Extracted text:
'''

Camp Blood: The Musical is a 2006 '80s style slasher musical underground film by Tanner Barklow, Jefferson Craig, and Thomas Hughes. The movie follows six teenagers (a virgin, jock, whore, nerd, rebel and goth) who arrive at Camp Blood to work as counselors for the summer but instead find themselves terrorized by a killer in a ski mask.

Characters
Sofia Alvarez – Kris, the virgin
Dan Wilcox – JT, the jock
Jacob Wolf – Cain, the rebel
Ashley Hanna (Kitty Brazelton, vocals) – Angel, the goth
Emma Manion – Justine, the slut
Tom Shoemaker – Marty, the nerd
Jim Bolenbaugh – (Thomas Bogdan, vocals) - The Killer
Ben Pawlik – Leo, the janitor
Scott Neagle – Simon Scuddamore, head counselor
Julieanne Smolinski – The Lesbian Trucker

Musical numbers
"The Camp Blood Theme", sung by the cast
"In Your Arms", sung by Kris & JT
"When the Tops Come Off", sung by Angel & Justine and the cast
"It's a Chase (Death Race)", sung by Angel
"In Your Arms (Reprise)", sung by Kris & JT
"The Killer's Song", sung by The Killer and the cast
"Victory Song/Camp Blood Theme (Reprise)" sung by Kris
Additionally, Falconhammer provided the opening title song "Demon of Time".

'''

Data provided:
'''

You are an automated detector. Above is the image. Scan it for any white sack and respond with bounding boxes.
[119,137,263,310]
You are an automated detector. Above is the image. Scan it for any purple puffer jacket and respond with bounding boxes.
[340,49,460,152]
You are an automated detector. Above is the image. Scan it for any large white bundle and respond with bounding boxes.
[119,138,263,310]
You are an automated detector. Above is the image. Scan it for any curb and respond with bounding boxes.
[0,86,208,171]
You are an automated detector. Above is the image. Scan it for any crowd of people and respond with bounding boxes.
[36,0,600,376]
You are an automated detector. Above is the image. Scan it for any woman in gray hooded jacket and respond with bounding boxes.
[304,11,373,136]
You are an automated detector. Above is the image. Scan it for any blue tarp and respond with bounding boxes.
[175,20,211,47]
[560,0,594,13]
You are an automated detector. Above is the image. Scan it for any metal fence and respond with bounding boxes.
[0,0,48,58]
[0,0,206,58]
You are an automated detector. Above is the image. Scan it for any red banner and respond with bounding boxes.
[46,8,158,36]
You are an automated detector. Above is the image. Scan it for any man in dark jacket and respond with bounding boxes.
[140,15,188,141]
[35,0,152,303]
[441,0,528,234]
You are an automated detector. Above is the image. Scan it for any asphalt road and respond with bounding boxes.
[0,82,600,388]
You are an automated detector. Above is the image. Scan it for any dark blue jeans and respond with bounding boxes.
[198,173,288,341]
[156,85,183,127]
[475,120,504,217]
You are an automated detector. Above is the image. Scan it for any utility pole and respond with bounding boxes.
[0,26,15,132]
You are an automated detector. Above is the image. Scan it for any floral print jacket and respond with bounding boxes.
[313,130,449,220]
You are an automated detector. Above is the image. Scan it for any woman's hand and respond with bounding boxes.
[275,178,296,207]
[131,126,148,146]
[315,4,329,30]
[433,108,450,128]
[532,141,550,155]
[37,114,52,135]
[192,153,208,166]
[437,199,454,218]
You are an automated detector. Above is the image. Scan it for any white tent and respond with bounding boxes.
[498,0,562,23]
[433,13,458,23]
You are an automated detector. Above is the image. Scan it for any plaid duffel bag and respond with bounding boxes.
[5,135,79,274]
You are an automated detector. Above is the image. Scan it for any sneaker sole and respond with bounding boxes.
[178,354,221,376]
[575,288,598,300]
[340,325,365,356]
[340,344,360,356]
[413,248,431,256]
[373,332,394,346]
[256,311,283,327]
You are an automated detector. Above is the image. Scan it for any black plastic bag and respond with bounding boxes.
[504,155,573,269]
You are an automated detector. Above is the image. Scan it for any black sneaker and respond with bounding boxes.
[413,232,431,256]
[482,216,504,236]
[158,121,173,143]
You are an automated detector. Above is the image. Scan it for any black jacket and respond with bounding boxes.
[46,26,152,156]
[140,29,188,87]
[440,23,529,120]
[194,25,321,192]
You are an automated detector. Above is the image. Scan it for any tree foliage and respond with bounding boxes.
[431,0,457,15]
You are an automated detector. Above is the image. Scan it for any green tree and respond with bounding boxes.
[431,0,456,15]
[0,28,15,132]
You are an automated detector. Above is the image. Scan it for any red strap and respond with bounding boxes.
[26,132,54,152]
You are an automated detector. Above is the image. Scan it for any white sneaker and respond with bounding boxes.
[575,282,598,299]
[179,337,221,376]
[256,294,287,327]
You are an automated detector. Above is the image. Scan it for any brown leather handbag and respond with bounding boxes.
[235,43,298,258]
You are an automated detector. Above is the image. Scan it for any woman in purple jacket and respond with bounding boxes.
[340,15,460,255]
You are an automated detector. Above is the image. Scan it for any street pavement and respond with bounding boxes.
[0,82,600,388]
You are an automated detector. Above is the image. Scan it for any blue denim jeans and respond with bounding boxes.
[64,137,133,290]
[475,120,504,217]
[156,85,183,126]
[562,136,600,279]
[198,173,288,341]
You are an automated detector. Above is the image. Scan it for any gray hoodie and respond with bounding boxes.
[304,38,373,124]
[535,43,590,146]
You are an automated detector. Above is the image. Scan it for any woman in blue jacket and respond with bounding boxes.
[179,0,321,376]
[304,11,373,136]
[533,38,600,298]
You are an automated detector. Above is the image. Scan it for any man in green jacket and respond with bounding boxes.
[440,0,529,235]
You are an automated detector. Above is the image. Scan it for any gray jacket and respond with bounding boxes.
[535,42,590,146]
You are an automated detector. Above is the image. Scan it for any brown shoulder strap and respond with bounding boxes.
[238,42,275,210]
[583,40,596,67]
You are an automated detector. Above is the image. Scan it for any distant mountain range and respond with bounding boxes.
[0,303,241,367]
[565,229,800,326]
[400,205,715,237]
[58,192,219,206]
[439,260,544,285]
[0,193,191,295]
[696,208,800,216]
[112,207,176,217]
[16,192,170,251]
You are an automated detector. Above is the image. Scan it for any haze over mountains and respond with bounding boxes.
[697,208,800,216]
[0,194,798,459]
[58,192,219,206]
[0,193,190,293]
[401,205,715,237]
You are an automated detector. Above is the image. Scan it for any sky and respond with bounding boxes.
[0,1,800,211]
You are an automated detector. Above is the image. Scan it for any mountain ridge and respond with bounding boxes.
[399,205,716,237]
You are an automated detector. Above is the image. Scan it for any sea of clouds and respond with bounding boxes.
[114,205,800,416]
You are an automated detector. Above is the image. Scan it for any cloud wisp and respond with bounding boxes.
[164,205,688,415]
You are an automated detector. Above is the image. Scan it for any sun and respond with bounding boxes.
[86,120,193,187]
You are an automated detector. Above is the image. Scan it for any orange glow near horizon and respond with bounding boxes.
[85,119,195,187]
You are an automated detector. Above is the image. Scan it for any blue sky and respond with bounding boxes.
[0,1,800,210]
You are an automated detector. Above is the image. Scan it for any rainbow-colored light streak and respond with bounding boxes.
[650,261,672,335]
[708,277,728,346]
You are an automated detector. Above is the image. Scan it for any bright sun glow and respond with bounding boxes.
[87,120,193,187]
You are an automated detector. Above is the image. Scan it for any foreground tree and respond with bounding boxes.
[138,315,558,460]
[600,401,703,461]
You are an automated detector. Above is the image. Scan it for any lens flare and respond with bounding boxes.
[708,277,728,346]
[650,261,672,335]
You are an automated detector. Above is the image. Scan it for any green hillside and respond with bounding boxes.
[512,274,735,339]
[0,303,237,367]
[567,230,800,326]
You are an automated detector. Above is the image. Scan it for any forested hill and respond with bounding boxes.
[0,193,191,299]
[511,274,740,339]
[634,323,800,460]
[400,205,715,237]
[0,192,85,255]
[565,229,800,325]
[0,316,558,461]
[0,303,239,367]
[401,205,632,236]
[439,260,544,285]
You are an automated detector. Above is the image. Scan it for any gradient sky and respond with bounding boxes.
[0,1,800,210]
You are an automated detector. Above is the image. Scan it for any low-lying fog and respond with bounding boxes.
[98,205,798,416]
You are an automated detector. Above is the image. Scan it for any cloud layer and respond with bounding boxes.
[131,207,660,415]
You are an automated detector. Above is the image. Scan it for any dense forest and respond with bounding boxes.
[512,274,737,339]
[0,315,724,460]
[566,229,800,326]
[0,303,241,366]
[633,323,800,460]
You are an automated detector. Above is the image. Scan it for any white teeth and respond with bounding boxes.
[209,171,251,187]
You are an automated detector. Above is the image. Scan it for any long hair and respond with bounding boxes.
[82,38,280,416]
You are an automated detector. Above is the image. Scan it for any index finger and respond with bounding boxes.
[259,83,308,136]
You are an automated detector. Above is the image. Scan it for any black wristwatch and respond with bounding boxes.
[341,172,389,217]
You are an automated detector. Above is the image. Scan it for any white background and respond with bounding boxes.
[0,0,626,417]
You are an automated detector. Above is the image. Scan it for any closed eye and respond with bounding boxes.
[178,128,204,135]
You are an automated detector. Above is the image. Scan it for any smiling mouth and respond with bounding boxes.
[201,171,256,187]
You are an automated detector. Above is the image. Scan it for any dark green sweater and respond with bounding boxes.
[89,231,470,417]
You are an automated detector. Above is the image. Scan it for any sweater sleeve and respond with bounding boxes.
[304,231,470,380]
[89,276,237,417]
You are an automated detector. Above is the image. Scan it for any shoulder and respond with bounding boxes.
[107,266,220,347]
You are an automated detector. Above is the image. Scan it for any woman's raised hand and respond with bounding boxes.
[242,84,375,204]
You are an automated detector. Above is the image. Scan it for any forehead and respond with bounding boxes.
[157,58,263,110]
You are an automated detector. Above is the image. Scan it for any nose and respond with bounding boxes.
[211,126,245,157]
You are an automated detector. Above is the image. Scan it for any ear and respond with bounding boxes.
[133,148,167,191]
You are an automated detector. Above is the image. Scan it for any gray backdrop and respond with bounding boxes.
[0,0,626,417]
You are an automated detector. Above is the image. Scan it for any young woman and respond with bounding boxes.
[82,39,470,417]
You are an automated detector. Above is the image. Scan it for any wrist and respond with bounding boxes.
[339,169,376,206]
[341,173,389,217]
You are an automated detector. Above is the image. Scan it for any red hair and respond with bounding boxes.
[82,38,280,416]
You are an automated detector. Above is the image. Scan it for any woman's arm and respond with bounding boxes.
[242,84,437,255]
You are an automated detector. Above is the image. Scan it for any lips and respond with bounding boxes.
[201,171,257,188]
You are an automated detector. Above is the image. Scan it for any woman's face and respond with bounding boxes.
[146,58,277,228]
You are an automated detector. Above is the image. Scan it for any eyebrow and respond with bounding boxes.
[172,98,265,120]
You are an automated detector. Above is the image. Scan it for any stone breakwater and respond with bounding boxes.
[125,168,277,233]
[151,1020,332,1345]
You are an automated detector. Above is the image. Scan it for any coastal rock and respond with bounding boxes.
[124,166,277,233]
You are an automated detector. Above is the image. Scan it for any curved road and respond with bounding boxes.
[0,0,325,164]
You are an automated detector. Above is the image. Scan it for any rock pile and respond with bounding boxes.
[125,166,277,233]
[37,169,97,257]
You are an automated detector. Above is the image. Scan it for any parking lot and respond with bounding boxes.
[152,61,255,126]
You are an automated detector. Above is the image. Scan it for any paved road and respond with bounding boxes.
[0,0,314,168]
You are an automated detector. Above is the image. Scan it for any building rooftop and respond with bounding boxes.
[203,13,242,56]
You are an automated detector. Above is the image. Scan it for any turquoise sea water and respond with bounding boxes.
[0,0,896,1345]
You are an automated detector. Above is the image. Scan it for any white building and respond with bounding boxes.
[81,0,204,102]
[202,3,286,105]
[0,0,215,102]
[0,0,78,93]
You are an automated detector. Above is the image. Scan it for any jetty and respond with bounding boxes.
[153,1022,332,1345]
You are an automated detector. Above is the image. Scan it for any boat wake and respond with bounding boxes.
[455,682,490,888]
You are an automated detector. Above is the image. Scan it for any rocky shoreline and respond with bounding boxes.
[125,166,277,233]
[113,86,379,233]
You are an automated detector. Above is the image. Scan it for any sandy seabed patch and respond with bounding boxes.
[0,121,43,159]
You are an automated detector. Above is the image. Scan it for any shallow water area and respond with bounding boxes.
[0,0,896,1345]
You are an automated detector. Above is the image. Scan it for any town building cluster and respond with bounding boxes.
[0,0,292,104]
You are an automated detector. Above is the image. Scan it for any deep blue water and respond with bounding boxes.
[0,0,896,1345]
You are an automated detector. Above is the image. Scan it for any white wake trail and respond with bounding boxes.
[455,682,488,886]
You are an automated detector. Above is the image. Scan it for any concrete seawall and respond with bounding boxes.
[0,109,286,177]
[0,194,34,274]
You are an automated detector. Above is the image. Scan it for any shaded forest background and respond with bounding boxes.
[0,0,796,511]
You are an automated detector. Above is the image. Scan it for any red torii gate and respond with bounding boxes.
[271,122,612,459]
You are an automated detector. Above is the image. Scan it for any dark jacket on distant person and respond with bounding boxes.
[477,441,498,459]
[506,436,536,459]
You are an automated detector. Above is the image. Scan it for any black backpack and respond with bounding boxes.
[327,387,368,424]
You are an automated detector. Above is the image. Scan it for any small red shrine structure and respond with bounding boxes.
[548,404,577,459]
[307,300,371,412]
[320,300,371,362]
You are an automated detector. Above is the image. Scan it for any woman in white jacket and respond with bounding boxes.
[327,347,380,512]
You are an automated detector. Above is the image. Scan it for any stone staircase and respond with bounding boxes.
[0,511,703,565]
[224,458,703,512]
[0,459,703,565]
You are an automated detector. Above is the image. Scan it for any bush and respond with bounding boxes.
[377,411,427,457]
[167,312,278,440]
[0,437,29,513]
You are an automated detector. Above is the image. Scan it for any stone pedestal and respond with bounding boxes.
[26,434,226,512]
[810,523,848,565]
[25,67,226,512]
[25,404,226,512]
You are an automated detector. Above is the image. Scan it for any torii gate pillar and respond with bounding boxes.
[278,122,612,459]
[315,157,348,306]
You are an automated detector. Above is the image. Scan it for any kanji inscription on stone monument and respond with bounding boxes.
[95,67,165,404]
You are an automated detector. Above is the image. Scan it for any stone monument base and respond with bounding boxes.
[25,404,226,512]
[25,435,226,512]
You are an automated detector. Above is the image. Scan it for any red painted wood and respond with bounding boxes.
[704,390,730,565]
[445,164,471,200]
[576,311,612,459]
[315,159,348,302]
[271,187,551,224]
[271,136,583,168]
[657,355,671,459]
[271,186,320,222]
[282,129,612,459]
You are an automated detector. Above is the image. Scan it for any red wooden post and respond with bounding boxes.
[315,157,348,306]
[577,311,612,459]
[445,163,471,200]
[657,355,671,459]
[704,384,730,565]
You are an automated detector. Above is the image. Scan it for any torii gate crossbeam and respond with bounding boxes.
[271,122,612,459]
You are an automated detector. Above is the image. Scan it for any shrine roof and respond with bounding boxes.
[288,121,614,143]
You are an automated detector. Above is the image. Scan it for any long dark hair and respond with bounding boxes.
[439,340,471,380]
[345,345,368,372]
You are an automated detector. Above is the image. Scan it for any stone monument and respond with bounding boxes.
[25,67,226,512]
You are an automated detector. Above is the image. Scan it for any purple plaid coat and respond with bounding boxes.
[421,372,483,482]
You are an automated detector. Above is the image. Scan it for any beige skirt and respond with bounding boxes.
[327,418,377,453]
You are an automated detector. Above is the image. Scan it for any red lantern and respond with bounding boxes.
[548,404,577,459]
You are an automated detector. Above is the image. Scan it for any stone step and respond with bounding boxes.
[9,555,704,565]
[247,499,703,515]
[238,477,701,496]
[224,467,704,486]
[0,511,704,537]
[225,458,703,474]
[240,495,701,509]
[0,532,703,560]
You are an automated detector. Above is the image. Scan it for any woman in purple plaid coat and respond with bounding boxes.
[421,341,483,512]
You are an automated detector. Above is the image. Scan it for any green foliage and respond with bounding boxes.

'''

Written task:
Answer these questions from the article on Camp Blood: The Musical:
1. In what year was the film made?
2. Which actor plays JT, the jock?
3. What is the opening title song, and who provided it?
The records aren't needed for this.

In response:
1. 2006
2. Dan Wilcox
3. "Demon of Time," provided by Falconhammer